** begin Selected excerpt **

On the space front, I am sort of pleased to report that there was nothing that contradicted my theory of planetary formation found in the literature, but of course that may be because there is a certain plasticity in it. The information on Pluto, apart from the images and the signs of geological action, were well in accord with what I had written, but that is not exactly a triumph because apart from those images, there was surprisingly little new information. Some of which might have previously been considered “probable” was confirmed, and details added, but that was all. The number of planets around TRAPPIST 1 was a little surprising, and there is limited evidence that some of them are indeed rocky. The theory I expounded would not predict that many, however the theory depended on temperatures, and for simplicity and generality, it considered the star as a point. That will work for system like ours, where the gravitational heating is the major source of heat during primary stellar accretion, and radiation for the star is most likely to be scattered by the intervening gas. Thus closer to our star than Mercury, much of the material, and even silicates, had reached temperatures where it formed a gas. That would not happen around a red dwarf because the gravitational heating necessary to do that is very near the surface of the star (because there is so much less falling more slowly into a far smaller gravitational field) so now the heat from the star becomes more relevant. My guess is the outer rocky planets here are made the same way our asteroids were, but with lower orbital velocities and slower infall, there was more time for them to grow, which is why they are bigger. The inner ones may even have formed closer to the star, and then moved out due to tidal interactions.

** end Selected excerpt **
** begin The input **

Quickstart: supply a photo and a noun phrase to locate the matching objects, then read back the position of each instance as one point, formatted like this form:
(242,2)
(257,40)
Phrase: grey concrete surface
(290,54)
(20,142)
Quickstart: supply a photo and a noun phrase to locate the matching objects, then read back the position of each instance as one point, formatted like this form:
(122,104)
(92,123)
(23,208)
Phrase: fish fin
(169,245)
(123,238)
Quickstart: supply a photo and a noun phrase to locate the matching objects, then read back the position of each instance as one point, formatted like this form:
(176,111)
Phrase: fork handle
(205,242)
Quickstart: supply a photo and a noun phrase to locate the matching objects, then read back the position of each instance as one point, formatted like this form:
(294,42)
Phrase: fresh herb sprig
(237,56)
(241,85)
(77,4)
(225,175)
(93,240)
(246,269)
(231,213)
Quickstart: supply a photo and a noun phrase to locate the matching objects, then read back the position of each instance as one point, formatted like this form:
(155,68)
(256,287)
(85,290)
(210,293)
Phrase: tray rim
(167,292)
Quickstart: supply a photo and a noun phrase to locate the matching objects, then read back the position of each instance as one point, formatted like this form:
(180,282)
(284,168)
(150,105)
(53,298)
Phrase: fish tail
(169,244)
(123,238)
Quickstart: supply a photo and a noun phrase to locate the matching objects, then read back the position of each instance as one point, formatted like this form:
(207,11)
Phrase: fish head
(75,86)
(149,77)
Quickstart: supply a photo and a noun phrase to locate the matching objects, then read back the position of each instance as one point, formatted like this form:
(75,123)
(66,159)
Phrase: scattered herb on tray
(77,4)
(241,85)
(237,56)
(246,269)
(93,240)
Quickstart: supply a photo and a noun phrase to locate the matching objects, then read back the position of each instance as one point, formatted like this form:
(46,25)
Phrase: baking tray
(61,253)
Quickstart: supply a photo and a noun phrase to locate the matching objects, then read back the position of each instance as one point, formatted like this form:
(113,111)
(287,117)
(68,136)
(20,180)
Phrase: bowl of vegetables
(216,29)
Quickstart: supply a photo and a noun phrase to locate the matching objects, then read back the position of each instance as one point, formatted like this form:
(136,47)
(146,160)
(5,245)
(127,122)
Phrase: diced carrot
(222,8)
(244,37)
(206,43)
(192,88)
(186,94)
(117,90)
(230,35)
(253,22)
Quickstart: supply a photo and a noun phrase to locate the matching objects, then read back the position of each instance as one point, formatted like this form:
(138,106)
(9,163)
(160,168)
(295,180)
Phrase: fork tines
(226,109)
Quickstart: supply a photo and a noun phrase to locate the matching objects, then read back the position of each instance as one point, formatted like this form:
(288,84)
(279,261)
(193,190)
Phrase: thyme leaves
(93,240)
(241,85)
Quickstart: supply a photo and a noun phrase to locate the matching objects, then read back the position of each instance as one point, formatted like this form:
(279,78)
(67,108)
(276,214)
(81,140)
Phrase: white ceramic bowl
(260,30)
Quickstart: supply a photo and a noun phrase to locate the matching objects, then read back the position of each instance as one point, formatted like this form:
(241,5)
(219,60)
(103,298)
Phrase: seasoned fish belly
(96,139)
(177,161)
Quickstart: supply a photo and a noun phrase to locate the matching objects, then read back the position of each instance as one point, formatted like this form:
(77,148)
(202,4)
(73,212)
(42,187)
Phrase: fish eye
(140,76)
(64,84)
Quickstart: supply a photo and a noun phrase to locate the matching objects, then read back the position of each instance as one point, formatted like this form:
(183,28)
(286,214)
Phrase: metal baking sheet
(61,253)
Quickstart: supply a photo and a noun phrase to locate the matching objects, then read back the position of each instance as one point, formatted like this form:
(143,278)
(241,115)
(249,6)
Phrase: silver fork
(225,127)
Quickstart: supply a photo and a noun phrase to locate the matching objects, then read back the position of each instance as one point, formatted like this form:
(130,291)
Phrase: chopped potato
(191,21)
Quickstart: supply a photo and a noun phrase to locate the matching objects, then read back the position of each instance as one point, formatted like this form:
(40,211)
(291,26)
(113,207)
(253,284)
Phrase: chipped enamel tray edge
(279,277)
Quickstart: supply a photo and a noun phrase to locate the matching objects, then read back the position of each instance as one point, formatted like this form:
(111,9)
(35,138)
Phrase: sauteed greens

** end The input **

Required actions —
(a) Answer these questions about the planetary formation text.
(i) Apart from the Pluto images, what was there surprisingly little of?
(ii) What is there limited evidence of about some of the planets around TRAPPIST 1?
(iii) How did the theory treat the star, for simplicity and generality?
(b) Pick out every line of the records that contains the word "tray".
The records are unrelated to the text.

Results of the exercise —
(a)
(i) New information.
(ii) That they are rocky.
(iii) As a point.

(b)
Phrase: tray rim
Phrase: scattered herb on tray
Phrase: baking tray
Phrase: chipped enamel tray edge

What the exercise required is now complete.